WRITTEN EXERCISE: From the forum thread below about second-hand builders' yards, reproduce word for word the passage between "Do you know" and "still standing mate.", inclusive.

EXCERPT PROVIDED:
-- Start --
# Second hand builders yards, Silver coast.



## Mr.Blueskies

Just wondering if anyone has come across any second hand builders yards in the Caldas da Rainha, Sao Martinho or Alcobaca region where things like doors and windows might be found ? I just want to knock up a tool shed and somewhere to keep bikes and other clutter.

Cheers.


----------



## fmarks

Hi,i´m having my house built and i asked the workers if they knew of a place to buy second hand building materials one of the fellows just remodeld a home and has aluminun doors and windows if your interested i´ll give you the contact


----------



## PETERFC

*Reply*

Hi Mr Blueskies

40.10'36.29N
8.04'38.88W

:clap2::clap2:

Peter


----------



## Mr.Blueskies

Hi fmarks,

Thank you for suggesting that. I was hoping to find a place that might have some white P.V.C. windows and doors. All of the windows and doors in my new house are white P.V.C. so I was hoping to find some more of these that will blend in with what is built already. I may end up having to just go and buy new ones, but before I do I just thought that I would first look for a possible cheaper alternative.

Thank you for replying though.


----------



## Mr.Blueskies

"What's that Pete ? The coordinance for a second hand builders yard, or just a cryptic message perhaps ?


----------



## fmarks

Mr.Blueskies said:


> Hi fmarks,
> 
> Thank you for suggesting that. I was hoping to find a place that might have some white P.V.C. windows and doors. All of the windows and doors in my new house are white P.V.C. so I was hoping to find some more of these that will blend in with what is built already. I may end up having to just go and buy new ones, but before I do I just thought that I would first look for a possible cheaper alternative.
> 
> Thank you for replying though.


i called the fellow but unfortunatly their not white but brown colour


----------



## PETERFC

*Reply*

Home sweet home


----------



## Mr.Blueskies

Hi again fmarks,

Although brown is not what I really want, I will certainly go and look at them if you give me the contact details please. Am I correct in assuming that they are in the Caldas da Rainha area ?


Thank you,

Paul.


----------



## Mr.Blueskies

Do you know Pete that the Gois area has just taken a severe battering from gale force winds, the like of which I have been told (by locals) were the worse in living memory.  Hope your house is still standing mate.


----------



## fmarks

they should be at the job site tomorrow,i´ll ask where the material is situated and the most important what his asking for the material to see if its worth while even to take a look,he doesnt speek any english but if its worth while II arrange a meting place,are you close to caldas?
-- End --
EXTRACTED INFORMATION:
-- Start --
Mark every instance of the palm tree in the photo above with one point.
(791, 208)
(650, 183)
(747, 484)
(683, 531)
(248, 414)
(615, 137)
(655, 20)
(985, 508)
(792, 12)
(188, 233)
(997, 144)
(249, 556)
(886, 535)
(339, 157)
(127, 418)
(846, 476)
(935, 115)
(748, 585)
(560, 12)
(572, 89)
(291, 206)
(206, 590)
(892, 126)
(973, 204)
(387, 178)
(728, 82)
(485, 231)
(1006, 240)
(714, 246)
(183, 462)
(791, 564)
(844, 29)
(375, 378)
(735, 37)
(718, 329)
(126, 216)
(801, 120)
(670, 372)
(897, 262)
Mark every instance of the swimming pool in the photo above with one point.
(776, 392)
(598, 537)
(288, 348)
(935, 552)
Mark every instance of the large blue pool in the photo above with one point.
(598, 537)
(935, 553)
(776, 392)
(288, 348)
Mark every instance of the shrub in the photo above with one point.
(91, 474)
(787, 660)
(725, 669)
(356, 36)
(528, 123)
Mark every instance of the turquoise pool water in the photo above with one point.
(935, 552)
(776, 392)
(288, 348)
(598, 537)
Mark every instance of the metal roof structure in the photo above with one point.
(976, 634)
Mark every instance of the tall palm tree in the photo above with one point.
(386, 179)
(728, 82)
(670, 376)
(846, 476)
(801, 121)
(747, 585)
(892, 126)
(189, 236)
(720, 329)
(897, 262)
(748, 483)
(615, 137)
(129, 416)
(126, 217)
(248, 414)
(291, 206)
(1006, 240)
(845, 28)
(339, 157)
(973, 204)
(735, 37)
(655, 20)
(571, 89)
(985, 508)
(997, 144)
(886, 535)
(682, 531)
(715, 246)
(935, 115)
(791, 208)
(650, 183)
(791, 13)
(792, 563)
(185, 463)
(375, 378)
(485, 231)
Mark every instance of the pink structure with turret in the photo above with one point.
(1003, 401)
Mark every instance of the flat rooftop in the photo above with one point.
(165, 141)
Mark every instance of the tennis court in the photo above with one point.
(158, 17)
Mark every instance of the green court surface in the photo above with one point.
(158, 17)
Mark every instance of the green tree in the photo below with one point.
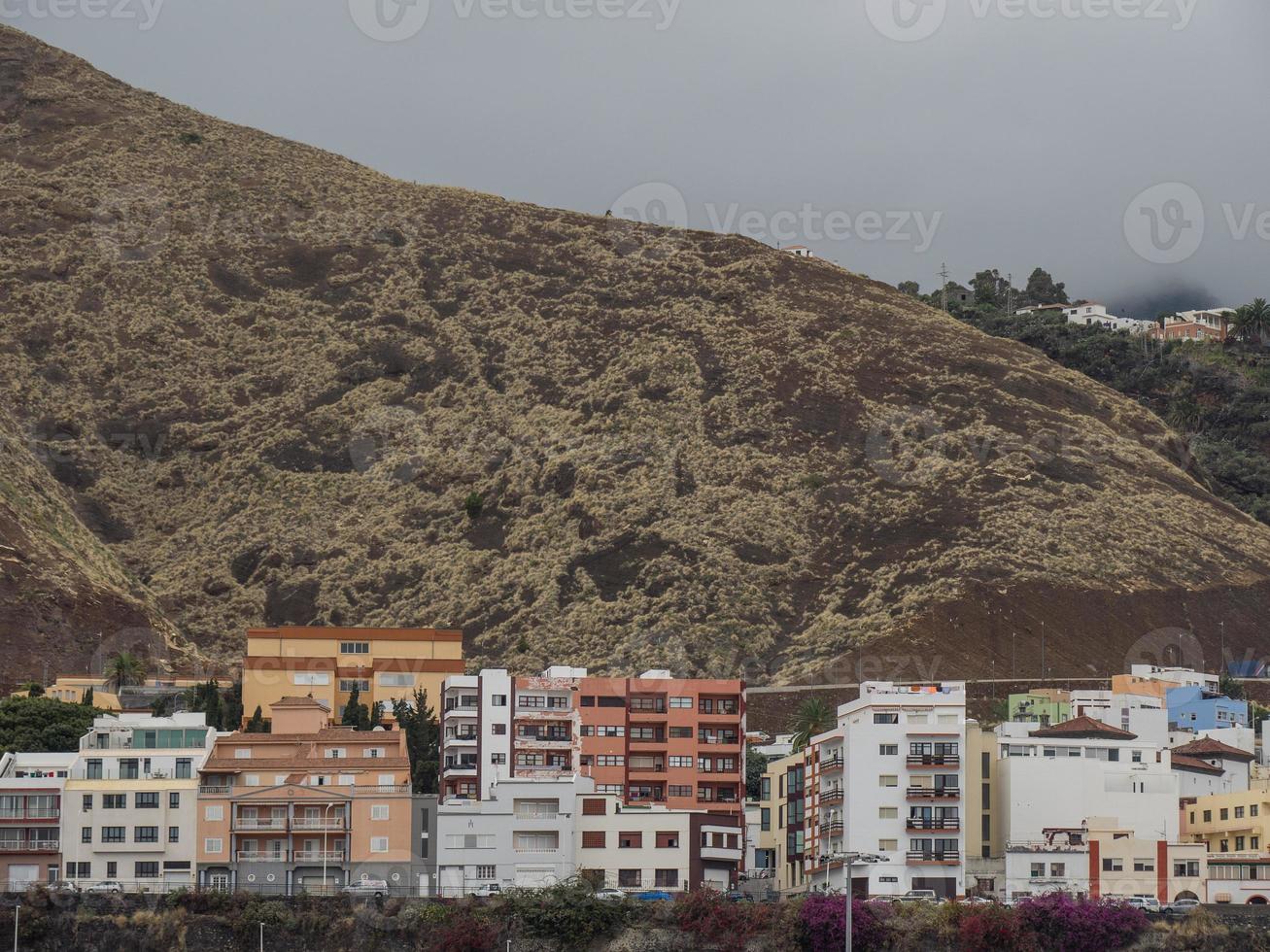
(42, 725)
(813, 716)
(1042, 289)
(756, 765)
(422, 740)
(123, 670)
(257, 724)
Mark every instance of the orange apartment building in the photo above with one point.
(652, 739)
(305, 807)
(384, 664)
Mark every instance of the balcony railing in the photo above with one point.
(934, 856)
(934, 823)
(934, 761)
(934, 793)
(255, 823)
(29, 845)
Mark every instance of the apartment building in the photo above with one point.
(636, 848)
(652, 739)
(384, 664)
(307, 806)
(129, 803)
(32, 789)
(521, 834)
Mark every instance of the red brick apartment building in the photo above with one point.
(654, 739)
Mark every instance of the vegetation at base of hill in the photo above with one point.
(1215, 395)
(42, 725)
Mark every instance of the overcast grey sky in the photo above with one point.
(1005, 133)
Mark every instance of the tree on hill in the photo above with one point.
(124, 669)
(1042, 289)
(42, 724)
(422, 740)
(257, 724)
(813, 716)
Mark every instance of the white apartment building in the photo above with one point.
(902, 779)
(637, 848)
(1059, 776)
(1091, 314)
(521, 833)
(129, 805)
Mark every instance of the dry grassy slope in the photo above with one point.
(280, 375)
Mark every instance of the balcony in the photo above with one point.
(934, 794)
(317, 856)
(934, 761)
(248, 823)
(29, 845)
(934, 856)
(934, 823)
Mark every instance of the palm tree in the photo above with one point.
(813, 716)
(124, 669)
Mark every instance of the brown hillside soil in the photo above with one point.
(274, 377)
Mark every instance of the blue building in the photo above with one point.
(1199, 710)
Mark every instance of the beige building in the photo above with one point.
(384, 664)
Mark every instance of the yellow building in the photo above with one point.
(782, 796)
(383, 664)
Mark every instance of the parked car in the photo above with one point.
(367, 888)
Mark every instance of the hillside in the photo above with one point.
(285, 388)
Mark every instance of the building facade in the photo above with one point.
(652, 739)
(306, 807)
(383, 664)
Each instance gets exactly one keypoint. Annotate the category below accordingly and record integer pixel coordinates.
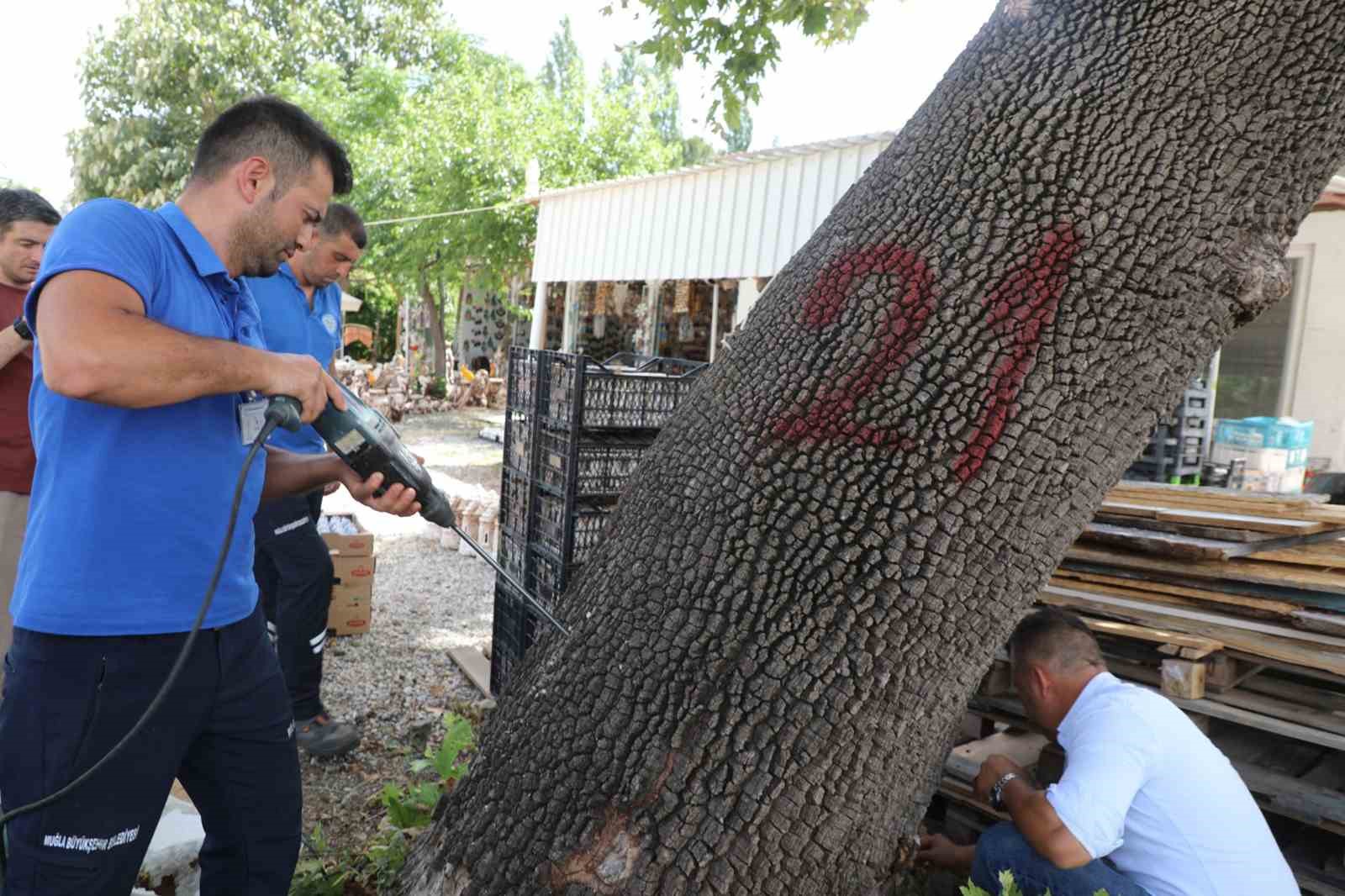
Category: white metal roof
(740, 215)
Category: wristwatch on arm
(999, 791)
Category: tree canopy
(739, 40)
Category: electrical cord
(272, 421)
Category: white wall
(1320, 376)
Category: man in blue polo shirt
(300, 314)
(148, 358)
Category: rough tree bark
(810, 573)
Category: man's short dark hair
(24, 205)
(343, 219)
(282, 134)
(1056, 638)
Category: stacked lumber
(1232, 604)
-- End --
EXPECTED ANSWER:
Do you know Pete that the Gois area has just taken a severe battering from gale force winds, the like of which I have been told (by locals) were the worse in living memory.  Hope your house is still standing mate.